Exercise objective:
Output exactly those lines of the data that lie between the line containing "Target: blue banner flag" and the final line, both ends counted.

Data supplied:
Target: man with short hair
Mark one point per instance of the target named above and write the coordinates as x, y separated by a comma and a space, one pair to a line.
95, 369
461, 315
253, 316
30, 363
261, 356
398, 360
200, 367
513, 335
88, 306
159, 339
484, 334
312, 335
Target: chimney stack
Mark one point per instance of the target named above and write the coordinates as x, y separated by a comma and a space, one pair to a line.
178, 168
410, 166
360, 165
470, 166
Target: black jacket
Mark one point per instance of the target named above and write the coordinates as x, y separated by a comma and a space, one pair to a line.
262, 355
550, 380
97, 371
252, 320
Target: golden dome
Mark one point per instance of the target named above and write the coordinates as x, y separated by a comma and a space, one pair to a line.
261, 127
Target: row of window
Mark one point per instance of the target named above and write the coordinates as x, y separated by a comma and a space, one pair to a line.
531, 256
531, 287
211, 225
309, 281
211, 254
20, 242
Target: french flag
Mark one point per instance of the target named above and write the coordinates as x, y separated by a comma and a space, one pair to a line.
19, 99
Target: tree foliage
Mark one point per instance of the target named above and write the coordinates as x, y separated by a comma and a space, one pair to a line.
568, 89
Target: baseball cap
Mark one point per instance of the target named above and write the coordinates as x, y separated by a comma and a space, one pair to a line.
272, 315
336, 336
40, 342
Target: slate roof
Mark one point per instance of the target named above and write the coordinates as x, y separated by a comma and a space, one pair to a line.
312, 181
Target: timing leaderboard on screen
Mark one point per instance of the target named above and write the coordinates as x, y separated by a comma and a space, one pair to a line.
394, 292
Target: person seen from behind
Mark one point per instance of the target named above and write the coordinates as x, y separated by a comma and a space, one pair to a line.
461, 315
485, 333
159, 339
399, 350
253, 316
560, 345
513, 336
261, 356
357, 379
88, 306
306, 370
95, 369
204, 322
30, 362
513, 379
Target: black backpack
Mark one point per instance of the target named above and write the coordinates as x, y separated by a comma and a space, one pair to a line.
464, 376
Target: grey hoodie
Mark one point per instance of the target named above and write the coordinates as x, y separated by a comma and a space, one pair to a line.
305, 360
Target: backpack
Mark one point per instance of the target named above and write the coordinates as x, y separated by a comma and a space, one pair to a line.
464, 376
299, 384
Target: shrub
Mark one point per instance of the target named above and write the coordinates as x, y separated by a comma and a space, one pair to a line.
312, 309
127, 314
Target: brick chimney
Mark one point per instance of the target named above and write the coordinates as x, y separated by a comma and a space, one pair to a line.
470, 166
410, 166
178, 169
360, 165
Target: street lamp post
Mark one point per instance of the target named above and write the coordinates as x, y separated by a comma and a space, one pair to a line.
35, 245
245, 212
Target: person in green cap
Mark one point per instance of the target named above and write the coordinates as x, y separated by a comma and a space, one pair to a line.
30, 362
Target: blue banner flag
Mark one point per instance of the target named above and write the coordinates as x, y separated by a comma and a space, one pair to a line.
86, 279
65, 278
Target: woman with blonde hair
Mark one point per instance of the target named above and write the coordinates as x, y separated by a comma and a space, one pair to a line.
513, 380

Response area:
Target: blue banner flag
Mark one point per instance of the target named above and write the coordinates as x, y separated by a comma and a space, one pair to a line.
86, 279
65, 278
Target: woman with blonde hair
Mark one point per instance of the target named above and write the coordinates as x, y separated by a comma and a space, one pair to a line.
513, 380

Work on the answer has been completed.